***** SUPPLIED INFORMATION *****
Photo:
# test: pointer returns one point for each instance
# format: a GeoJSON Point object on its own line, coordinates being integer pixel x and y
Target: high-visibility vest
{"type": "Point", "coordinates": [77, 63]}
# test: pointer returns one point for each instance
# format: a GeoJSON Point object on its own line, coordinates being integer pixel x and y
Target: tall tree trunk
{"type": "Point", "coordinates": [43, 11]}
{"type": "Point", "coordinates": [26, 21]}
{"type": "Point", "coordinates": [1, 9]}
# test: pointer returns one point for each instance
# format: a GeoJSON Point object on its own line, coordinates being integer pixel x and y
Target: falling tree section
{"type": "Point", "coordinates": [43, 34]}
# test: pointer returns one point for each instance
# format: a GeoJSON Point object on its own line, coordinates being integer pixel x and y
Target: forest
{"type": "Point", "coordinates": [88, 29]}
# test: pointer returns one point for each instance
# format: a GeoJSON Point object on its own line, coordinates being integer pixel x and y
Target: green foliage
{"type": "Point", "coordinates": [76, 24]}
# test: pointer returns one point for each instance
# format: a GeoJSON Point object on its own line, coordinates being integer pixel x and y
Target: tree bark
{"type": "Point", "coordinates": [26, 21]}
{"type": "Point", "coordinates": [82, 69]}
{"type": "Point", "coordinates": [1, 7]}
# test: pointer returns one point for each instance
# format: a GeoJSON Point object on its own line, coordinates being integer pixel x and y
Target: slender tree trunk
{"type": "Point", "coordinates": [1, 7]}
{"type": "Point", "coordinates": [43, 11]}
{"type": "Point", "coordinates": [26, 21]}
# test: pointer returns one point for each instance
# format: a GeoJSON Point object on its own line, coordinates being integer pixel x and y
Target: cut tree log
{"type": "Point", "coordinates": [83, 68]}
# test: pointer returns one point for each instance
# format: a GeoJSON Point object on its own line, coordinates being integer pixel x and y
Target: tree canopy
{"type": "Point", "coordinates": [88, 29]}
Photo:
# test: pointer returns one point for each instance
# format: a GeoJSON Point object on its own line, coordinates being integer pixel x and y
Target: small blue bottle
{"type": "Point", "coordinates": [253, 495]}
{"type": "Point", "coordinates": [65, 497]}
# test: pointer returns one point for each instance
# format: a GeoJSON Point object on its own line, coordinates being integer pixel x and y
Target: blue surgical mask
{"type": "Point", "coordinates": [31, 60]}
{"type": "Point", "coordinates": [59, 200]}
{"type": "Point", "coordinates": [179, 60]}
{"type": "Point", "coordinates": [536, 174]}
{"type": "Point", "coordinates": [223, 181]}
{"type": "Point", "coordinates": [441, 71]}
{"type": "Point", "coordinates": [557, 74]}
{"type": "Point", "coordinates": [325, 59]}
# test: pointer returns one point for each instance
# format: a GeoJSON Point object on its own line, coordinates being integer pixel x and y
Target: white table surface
*****
→ **WRITTEN TASK**
Count the lines in the entries above that contain the string "tree", treating uppercase and lowercase as different. Give only the number.

→ **TASK RESULT**
6